EXERCISE BRIEF >>
Set down exactly the lines from the one containing "If you could segment every instance of the white baseboard, your" through the last line of the records below, both included, and nothing else.
# start of INPUT DATA
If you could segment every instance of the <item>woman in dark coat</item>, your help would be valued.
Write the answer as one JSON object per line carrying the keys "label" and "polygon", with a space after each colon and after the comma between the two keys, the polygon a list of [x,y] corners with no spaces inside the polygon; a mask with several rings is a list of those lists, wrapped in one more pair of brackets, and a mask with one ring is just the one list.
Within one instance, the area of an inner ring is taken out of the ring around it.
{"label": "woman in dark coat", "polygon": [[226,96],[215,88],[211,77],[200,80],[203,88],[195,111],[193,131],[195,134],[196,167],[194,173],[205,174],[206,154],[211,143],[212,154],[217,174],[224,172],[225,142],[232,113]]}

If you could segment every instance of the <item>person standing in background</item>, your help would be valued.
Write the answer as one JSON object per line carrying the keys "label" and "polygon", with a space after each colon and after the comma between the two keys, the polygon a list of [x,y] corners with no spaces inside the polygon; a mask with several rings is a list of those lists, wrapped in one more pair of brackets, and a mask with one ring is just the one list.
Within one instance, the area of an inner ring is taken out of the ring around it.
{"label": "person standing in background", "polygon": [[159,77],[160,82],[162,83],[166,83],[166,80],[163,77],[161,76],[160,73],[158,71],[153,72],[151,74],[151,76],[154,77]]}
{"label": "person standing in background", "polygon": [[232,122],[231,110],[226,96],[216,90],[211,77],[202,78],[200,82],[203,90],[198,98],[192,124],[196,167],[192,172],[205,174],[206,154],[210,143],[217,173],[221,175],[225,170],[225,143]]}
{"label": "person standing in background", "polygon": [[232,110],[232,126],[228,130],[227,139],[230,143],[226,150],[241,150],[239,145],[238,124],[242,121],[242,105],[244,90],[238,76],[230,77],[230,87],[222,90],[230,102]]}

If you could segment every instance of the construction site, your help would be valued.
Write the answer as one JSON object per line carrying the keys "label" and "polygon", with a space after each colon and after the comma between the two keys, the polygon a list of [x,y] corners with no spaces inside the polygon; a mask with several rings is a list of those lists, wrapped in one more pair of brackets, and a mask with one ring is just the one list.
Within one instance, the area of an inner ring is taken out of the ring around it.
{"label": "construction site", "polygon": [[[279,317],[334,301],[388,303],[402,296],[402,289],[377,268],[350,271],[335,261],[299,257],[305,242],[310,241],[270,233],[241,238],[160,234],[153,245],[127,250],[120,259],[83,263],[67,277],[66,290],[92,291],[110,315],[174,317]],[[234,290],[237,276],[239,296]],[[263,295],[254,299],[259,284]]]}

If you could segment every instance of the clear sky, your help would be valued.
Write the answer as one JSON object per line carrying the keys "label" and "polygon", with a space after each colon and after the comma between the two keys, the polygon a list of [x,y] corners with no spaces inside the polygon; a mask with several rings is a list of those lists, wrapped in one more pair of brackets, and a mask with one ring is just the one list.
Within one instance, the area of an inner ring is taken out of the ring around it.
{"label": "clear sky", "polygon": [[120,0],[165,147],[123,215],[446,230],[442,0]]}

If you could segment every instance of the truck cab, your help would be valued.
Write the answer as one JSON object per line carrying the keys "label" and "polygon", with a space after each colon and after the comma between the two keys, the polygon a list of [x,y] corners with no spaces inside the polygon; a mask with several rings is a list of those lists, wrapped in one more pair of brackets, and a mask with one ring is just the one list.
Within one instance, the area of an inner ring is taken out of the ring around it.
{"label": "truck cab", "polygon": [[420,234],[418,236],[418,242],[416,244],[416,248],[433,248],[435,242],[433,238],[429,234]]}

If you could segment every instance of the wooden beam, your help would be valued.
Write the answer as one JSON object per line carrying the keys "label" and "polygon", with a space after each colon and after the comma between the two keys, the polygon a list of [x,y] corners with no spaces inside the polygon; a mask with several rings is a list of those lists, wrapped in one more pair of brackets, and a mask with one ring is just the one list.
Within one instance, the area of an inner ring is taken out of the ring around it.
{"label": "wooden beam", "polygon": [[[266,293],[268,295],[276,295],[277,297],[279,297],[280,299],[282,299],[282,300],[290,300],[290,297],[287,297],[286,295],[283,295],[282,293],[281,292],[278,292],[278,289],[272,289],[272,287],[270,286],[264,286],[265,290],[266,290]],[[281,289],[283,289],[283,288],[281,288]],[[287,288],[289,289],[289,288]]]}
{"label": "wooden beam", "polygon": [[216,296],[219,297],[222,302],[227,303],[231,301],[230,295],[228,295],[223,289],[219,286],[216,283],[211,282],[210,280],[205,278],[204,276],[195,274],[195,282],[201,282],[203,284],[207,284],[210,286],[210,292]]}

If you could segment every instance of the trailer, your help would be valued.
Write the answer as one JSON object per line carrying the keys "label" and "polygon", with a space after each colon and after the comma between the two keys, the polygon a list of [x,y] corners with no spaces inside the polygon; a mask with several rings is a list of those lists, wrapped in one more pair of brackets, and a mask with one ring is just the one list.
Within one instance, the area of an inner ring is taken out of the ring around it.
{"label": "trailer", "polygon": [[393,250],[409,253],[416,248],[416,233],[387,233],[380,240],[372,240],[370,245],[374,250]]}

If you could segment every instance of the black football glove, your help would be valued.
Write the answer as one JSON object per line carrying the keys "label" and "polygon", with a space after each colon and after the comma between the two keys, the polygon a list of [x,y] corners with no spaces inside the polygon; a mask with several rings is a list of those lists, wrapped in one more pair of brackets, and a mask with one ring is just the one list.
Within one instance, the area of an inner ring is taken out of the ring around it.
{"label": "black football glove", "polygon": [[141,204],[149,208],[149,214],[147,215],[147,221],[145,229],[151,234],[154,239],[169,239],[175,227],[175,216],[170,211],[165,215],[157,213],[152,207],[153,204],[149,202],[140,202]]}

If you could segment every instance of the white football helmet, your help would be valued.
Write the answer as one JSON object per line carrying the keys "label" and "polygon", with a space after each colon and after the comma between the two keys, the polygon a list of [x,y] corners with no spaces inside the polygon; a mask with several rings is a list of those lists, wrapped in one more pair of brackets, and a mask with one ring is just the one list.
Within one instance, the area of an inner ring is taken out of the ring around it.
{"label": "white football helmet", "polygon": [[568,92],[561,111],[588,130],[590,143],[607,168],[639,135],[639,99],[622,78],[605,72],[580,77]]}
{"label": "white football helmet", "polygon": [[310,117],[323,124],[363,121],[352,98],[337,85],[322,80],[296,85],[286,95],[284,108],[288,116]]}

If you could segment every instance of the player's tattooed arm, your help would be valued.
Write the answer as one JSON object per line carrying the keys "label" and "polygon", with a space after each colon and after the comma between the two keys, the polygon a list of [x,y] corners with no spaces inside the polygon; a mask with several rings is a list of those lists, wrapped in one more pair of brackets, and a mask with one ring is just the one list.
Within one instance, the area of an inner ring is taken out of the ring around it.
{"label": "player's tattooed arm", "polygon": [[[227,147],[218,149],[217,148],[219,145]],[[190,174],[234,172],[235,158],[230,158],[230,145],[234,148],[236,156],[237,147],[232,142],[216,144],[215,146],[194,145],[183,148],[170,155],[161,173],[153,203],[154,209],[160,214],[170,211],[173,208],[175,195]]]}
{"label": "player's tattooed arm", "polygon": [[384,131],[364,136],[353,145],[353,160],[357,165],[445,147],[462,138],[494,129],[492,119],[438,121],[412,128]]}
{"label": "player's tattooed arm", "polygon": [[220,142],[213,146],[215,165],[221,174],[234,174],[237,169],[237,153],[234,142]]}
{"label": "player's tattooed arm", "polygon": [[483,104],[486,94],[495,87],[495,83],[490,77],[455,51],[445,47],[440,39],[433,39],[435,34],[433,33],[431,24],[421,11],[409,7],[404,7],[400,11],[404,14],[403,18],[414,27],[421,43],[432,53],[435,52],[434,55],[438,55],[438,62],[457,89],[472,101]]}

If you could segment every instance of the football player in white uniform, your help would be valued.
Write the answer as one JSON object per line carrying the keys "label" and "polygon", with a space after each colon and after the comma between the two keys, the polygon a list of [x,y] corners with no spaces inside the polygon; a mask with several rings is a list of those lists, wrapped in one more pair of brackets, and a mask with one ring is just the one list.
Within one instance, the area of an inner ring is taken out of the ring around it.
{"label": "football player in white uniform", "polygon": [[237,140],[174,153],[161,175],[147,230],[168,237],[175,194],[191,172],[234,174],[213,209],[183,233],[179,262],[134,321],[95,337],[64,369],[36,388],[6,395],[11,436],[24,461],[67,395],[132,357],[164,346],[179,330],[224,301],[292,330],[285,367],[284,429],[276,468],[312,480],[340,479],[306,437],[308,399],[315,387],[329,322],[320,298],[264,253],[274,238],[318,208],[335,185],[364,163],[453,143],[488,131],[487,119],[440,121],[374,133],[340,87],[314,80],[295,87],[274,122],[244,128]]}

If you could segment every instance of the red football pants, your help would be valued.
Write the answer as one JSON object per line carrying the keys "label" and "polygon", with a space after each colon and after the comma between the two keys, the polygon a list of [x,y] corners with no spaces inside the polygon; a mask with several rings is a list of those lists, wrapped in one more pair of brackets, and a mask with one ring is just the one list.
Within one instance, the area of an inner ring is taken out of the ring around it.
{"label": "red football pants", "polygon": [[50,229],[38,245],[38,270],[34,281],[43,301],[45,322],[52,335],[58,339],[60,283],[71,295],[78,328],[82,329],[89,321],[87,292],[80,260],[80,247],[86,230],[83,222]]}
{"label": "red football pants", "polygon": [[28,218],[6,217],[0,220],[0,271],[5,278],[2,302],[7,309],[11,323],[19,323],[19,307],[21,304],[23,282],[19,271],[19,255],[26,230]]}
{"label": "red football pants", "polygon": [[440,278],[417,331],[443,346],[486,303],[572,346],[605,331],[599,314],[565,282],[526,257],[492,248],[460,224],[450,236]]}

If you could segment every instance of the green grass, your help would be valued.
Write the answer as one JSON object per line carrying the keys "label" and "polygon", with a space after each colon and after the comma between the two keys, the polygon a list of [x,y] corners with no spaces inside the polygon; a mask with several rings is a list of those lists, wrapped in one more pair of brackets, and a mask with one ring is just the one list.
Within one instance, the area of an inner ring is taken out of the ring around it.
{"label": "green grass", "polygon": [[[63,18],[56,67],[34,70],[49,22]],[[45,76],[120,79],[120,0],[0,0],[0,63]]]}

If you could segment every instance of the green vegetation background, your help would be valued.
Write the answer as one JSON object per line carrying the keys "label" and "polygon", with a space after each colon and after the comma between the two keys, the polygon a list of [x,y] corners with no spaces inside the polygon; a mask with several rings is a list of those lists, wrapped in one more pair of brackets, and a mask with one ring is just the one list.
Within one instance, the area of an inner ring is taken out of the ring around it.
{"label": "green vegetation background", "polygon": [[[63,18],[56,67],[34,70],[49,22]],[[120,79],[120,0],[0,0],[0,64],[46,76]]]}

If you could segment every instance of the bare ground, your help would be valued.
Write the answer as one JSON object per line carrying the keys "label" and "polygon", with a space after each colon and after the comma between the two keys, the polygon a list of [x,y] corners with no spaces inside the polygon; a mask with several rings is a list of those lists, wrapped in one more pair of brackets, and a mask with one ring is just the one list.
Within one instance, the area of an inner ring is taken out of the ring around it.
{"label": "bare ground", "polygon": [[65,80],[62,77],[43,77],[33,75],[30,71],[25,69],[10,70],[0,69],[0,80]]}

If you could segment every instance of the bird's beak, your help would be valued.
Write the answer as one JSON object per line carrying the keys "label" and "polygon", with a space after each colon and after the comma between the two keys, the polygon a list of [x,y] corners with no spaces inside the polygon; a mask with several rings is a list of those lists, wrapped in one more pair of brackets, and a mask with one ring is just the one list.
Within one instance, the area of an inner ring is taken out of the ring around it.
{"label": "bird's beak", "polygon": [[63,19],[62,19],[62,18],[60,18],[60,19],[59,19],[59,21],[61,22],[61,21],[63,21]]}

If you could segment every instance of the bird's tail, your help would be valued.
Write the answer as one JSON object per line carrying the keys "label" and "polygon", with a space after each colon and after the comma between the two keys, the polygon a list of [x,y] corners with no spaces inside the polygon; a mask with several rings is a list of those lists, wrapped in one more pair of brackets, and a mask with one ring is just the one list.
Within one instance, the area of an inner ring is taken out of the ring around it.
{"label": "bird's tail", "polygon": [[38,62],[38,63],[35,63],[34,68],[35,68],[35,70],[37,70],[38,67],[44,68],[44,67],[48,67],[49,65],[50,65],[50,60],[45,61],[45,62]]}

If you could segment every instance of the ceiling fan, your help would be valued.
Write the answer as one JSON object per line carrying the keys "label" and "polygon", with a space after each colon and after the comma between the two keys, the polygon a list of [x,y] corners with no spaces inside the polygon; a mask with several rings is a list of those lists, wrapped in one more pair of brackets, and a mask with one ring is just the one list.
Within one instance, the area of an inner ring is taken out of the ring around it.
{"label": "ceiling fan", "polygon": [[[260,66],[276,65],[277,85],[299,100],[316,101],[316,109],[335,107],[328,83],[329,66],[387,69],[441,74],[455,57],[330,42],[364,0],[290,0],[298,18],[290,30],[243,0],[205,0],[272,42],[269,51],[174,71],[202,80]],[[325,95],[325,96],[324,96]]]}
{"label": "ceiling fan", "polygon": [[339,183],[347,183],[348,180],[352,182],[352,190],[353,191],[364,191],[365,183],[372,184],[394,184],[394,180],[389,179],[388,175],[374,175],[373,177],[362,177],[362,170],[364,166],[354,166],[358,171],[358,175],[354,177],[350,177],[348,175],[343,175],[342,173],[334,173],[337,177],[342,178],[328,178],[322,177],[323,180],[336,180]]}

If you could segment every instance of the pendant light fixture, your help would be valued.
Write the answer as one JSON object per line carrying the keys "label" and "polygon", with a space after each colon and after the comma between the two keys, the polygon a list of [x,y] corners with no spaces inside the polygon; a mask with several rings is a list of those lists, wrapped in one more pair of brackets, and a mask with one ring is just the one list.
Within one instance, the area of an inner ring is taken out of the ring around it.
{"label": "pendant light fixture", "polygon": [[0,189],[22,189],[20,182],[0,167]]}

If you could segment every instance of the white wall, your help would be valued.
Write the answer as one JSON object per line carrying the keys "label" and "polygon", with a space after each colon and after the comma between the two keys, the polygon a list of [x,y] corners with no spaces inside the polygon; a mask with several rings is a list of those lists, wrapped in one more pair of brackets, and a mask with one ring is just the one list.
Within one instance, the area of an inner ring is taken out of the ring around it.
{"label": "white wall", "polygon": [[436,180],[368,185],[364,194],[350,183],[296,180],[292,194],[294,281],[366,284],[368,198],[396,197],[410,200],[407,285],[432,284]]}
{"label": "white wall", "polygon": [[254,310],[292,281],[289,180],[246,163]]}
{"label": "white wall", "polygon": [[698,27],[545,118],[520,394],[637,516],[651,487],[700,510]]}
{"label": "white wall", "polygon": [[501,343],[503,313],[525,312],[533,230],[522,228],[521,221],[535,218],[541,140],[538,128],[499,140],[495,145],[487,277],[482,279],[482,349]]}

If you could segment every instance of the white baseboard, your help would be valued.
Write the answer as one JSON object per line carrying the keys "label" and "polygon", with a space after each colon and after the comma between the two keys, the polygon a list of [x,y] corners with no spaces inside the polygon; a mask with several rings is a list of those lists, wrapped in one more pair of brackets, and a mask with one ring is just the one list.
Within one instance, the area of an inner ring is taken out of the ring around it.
# end of INPUT DATA
FINAL RESULT >>
If you could segment every instance of the white baseboard, your help would be valued.
Write the answer as one JSON object per line carrying the keys "label" and "polygon", with a space after each colon and after the comma between the two keys, the polygon a list of [x,y] corners with no spaces inside the polygon; a mask with several rings is a list of those lists, wrapped in one more pair of brackets, and a mask with one ring is just the one list.
Within one instance, the area of an inner ring is taken out of the ring around it.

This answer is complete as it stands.